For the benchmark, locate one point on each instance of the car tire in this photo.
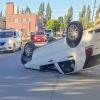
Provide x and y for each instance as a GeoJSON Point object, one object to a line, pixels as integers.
{"type": "Point", "coordinates": [74, 34]}
{"type": "Point", "coordinates": [20, 48]}
{"type": "Point", "coordinates": [29, 49]}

- [WRITTEN INSTRUCTION]
Copy the material above exactly, line for line, but leave out the picture.

- [SOLVED PROBLEM]
For the benchmark, locate one point on each instance of the car tire in this photo.
Provide x and y for each instance as a GeoJSON Point object, one object to a line, pixels as integers.
{"type": "Point", "coordinates": [74, 34]}
{"type": "Point", "coordinates": [20, 48]}
{"type": "Point", "coordinates": [29, 49]}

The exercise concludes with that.